-- READING PASSAGE --
=-=-=

• Welcome! The TrekBBS is the number one place to chat about Star Trek with like-minded fans.
    If you are not already a member then please register an account and join in the discussion!

trek fiction recommendations?

euphorik

Captain
Captain
hey everybody -

i could use some recommendations. i haven't read a trek novel in years and years, but suddenly have the urge again.

my problem is, a lot of the trek literature that's come out over the past several years doesn't appeal to me, ie pointless follow-ups to episodes, and overcontinuity.

i am a fan of all non-abrams series, so TOS, TNG, DS9, VOY, ENT - any and all are OK with me. can somebody please recommend to me some novels that are preferably free-standing, non-serialized stories that don't feature characters from one series shoehorned into another? i don't mind a little internal continuity, but seems to me like that's really been overdone lately.

basically, what i would enjoy reading is a low-key story that sort of "sticks to its own era," ie if i am reading a TOS story, i'd prefer not to have curzon dax conspicuously shoehorned in there. basically, trek fiction that reads like a TV episode.

thanks in advance!!!
 
Garak´s "A stitch in Time" is quite stand-alone and essentially a Garak biography (DS9)

TOS: Cast No Shadow, featuring Valeris, Elias Vaughn (Litverse character). You get to know more about Valeris background. Granted, Vaughn is a DS9 character, but I would recommend it nonetheless.

TOS: Foul Deeds will rise by Greg Cox. Follows up on "The Conscious of the King", featuring Lenore Karidian.

It is difficult with TNG, DS9 and VOY, as they have their relaunch novels and cameos.

An old TNG novel I can recommend: The Death of Princes.
 
Shocks of Adversity and Troublesome Minds are stand-alone TOS novels - gripping tales quite reminiscent of the old TOS-feeling.
 
TOS: Shadows on the Sun, Ex Machina, Prime Directive, From History's Shadow, The Weight of Worlds
The Enterprise relaunch books starting with The Good That Men Do
Department of Temporal Investigations series.
TNG: Immortal Coil
VOY: Kirsten Beyer's books
Also you might find inspiration on Literary Treks dedicated to the books and comics.

I do have to say the TNG, DS9, Titan, VOY novels that have the loose continuity are amazingly rewarding.
 
Shocks of Adversity and Troublesome Minds are stand-alone TOS novels - gripping tales quite reminiscent of the old TOS-feeling.

=-=-=

-- Position identification rows --
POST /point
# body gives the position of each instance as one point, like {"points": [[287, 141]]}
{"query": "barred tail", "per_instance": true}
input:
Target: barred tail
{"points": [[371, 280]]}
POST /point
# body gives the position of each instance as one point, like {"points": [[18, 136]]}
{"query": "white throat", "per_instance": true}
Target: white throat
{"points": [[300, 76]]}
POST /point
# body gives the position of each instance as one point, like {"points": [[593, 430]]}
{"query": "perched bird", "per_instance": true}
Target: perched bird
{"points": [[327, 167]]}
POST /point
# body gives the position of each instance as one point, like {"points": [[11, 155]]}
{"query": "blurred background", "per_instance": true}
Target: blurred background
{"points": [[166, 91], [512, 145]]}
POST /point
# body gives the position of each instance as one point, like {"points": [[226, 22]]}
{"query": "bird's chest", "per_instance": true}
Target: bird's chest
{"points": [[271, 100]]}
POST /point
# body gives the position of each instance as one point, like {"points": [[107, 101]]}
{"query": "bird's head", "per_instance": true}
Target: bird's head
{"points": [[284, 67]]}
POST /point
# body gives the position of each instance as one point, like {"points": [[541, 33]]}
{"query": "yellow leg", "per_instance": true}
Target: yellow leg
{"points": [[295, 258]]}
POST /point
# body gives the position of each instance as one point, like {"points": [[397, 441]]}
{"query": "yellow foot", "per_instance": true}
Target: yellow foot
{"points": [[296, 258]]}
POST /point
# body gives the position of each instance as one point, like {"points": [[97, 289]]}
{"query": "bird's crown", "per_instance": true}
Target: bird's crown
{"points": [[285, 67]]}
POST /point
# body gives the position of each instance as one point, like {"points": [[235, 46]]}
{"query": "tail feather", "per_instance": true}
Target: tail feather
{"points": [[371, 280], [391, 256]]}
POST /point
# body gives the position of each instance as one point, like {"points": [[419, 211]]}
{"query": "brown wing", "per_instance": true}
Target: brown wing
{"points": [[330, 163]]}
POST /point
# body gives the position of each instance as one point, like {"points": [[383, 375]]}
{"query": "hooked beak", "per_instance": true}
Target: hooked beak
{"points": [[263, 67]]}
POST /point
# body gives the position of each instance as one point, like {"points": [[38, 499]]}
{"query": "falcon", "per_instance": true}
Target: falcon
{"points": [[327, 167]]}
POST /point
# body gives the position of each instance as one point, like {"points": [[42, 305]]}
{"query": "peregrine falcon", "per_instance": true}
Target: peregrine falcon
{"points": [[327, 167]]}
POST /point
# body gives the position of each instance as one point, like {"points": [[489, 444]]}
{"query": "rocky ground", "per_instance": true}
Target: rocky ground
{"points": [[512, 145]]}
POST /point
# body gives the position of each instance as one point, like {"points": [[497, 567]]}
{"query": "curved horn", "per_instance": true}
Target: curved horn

=-=-=

-- GIVEN EXERCISE --
Return, word for word, the stretch of the Star Trek fiction thread from "If you are not" through "the urge again.".

-- FULL RESPONSE --
If you are not already a member then please register an account and join in the discussion!

trek fiction recommendations?

euphorik

Captain
Captain
hey everybody -

i could use some recommendations. i haven't read a trek novel in years and years, but suddenly have the urge again.